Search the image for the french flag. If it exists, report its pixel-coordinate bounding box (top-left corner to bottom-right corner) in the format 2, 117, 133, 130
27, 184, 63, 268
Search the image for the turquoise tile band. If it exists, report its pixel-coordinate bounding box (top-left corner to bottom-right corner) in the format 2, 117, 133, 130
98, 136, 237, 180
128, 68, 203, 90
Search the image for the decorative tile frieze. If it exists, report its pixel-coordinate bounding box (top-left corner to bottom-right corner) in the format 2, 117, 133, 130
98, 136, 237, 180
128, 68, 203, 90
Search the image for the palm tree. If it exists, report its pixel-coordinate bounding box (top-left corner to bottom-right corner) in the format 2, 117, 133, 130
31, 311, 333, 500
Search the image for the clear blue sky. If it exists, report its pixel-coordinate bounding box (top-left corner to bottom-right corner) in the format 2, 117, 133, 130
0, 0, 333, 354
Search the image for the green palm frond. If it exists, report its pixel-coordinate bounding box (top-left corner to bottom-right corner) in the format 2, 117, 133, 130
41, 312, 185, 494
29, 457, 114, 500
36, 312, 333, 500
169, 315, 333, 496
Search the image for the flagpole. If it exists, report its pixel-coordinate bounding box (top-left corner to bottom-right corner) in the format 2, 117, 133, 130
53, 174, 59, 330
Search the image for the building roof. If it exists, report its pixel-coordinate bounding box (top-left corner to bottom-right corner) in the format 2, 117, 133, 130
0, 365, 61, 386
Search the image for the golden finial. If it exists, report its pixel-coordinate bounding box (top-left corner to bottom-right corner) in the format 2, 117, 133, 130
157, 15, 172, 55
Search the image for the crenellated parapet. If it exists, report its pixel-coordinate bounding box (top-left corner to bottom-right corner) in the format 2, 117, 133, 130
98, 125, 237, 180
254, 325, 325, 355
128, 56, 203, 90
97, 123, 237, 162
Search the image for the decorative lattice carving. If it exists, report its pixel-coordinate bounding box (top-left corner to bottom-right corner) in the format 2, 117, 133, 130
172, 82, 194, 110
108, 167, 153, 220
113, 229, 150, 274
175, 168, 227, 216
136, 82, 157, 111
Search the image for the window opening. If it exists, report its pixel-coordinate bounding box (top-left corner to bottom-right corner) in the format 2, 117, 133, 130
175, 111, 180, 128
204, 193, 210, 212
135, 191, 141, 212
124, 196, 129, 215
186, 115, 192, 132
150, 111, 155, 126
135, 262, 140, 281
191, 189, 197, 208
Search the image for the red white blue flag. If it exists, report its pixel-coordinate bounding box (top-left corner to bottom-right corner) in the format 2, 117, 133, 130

━━━

* Required work:
Starting at the line containing "Search the image for the palm" and ending after the line containing "169, 315, 333, 496", rewrite those lines with "clear blue sky" swapped for "cloudless blue sky" and nothing else changed.

* Answer to this problem:
Search the image for the palm tree. If it exists, report its pixel-coordinate bounding box (top-left corner to bottom-right corner) in the format 2, 117, 133, 130
31, 311, 333, 500
Search the image for the cloudless blue sky. If it exists, report its pixel-coordinate bounding box (top-left corner to bottom-right corner) in the format 2, 117, 133, 130
0, 0, 333, 354
Search the image for the green palm frond. If it exists, report its pixel-coordinate bounding box (top-left corner to bottom-right corner) in the format 2, 117, 133, 130
41, 312, 185, 494
29, 457, 114, 500
36, 312, 333, 500
169, 315, 333, 496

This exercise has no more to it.